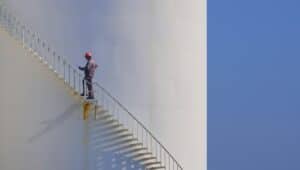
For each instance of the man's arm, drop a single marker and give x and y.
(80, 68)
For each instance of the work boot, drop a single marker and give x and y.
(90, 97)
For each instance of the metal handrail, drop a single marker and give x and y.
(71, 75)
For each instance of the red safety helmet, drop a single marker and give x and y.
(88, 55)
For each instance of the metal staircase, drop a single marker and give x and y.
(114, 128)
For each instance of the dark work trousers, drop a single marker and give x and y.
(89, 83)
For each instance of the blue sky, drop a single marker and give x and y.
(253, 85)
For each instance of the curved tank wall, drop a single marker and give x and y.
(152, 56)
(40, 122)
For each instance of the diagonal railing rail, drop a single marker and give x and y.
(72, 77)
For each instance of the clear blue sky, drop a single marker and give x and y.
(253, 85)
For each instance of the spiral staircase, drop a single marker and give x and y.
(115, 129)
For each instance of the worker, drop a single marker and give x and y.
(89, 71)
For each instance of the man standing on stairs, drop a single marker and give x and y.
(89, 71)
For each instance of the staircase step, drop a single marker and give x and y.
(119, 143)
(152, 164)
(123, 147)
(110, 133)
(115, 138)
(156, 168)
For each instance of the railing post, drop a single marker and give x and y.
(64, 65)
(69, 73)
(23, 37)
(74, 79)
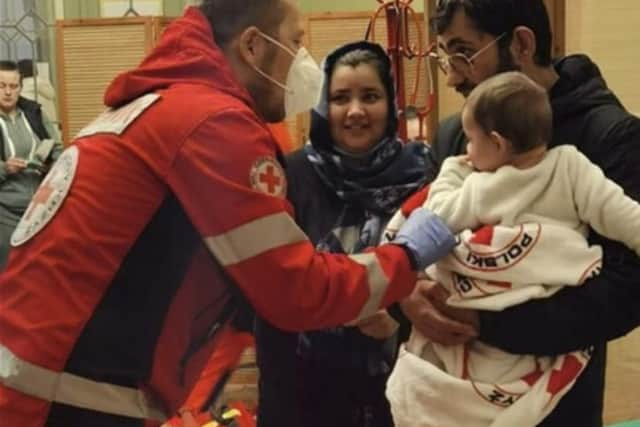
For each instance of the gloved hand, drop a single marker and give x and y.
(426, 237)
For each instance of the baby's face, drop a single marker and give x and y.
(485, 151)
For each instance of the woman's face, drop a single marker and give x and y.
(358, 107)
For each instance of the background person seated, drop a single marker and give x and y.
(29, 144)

==

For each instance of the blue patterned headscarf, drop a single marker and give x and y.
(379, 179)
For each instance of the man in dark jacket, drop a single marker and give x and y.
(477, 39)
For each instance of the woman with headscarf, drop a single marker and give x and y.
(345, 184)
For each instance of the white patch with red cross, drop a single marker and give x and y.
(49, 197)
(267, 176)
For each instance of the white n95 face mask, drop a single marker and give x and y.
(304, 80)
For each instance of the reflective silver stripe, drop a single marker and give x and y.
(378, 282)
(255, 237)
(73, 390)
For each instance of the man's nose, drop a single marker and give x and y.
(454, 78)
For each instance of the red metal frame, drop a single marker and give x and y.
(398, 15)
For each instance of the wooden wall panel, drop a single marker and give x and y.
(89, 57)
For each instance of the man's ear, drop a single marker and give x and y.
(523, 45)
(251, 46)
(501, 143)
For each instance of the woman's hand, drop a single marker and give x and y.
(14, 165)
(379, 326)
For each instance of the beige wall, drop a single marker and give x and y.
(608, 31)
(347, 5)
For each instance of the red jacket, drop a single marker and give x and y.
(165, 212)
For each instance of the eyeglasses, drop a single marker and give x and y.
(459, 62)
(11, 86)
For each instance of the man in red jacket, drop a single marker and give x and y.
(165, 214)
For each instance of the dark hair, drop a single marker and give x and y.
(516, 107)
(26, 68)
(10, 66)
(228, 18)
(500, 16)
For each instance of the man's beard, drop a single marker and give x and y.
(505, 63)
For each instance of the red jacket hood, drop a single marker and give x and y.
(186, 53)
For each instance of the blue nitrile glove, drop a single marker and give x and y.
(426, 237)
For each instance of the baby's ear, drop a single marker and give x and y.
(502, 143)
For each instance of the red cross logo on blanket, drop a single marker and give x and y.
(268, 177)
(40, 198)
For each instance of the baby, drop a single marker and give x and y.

---

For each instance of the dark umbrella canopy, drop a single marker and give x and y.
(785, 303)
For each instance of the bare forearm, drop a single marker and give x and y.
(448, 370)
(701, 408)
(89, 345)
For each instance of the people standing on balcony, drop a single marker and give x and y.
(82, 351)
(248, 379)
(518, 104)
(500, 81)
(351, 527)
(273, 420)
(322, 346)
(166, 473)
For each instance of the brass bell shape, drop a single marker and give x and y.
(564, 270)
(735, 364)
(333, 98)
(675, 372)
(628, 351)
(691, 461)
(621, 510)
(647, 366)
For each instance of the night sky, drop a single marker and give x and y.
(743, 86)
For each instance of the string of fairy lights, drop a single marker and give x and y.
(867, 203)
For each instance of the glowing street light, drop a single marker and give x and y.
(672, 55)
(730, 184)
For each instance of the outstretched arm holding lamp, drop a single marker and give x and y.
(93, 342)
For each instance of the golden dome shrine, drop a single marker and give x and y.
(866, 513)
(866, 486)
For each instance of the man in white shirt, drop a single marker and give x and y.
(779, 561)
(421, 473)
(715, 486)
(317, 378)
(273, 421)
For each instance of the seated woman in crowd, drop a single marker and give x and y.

▶ [WHAT YOU ARE ASKED TO DO]: Starting at the line that contains "For each instance of the man's beard, drop" and ending at the line that contains "For each instance of the baby, drop", write out those listing lines again with "marker" switched to "pin" and everything else left as it is.

▶ [IN RESPONSE]:
For each instance of the man's beard, drop a single pin and give x and y.
(505, 63)
For each instance of the red jacket hood, drop a single pin and give x and y.
(186, 53)
For each instance of the blue nitrile glove, drop a single pin and give x and y.
(426, 237)
For each instance of the baby's ear, drop a single pin and give x and y.
(502, 143)
For each instance of the red cross logo on blanket, drop a single pin and give x and y.
(268, 177)
(40, 198)
For each instance of the baby, drop a single pin and give x and y.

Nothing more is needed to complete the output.